_INSTRUCTIONS FOR THE TASK_
Switch "indicate" to "mark" everywhere it occurs in the items below. Reproduce every line with no other change.

_Pointing dataset items_
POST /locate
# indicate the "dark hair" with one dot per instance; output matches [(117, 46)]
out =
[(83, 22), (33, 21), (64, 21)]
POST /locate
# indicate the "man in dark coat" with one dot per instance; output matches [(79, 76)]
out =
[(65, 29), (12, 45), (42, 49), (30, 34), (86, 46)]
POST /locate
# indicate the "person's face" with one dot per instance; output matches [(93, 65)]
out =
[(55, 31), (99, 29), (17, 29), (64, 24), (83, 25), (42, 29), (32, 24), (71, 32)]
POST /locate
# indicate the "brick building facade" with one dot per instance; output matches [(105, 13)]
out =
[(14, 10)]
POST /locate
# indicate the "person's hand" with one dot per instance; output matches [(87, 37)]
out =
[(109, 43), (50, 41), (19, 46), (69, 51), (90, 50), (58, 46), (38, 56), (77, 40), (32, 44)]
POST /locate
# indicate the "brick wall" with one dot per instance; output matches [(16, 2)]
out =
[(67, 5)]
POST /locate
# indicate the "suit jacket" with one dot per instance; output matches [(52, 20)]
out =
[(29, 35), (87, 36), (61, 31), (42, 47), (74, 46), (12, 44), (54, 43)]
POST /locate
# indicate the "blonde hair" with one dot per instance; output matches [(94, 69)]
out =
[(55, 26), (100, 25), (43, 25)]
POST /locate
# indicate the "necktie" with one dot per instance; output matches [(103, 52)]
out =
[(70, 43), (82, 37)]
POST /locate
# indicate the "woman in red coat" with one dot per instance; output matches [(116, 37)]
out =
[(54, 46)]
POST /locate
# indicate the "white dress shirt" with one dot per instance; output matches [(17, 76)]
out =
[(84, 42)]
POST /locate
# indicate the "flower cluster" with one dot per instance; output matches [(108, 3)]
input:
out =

_SOLUTION TO THIS EXERCISE_
POST /locate
# mark the "dark hair" with one dot per instance; output matches [(117, 46)]
out =
[(83, 22), (33, 21), (64, 21)]
POST /locate
# mark the "man in dark coat" with one dot per instance; output matches [(79, 76)]
out =
[(65, 29), (12, 45), (42, 49), (30, 34), (86, 46)]
POST /locate
# mark the "person's face" with one dot per instance; output matches [(93, 65)]
out =
[(55, 31), (99, 29), (17, 29), (64, 24), (83, 25), (42, 29), (32, 24), (71, 32)]
POST /locate
# mark the "brick building facade" with one dot per instance; output matches [(105, 13)]
out =
[(14, 10)]
POST /locate
# mark the "person's hand" with one dot per instance; output matches [(87, 37)]
out =
[(109, 43), (50, 41), (19, 46), (69, 51), (90, 50), (58, 46), (38, 56), (77, 40), (32, 44)]
POST /locate
# mark the "brick wall" with one dot per instance; output matches [(16, 2)]
out =
[(67, 5)]
POST /locate
# mark the "suit jacket" with one dot per instance; output matches [(52, 20)]
out =
[(29, 35), (87, 36), (61, 31), (42, 47), (74, 46), (12, 44), (54, 43)]
POST /locate
# mark the "blonde hair" with one dot per instance; output matches [(94, 69)]
out =
[(55, 26), (100, 25), (43, 25)]
POST /locate
# mark the "necktie" with one dot per instance; output matches [(103, 52)]
out =
[(70, 43), (82, 37)]
POST /locate
# mark the "woman in red coat" with one dot per instance; output matches [(116, 37)]
out =
[(54, 46)]
POST /locate
# mark the "white dress shirt" with one dot per instance; output matches [(17, 76)]
out =
[(84, 42)]
POST /locate
# mark the "flower cluster" with one dot per instance; output matches [(108, 3)]
input:
out =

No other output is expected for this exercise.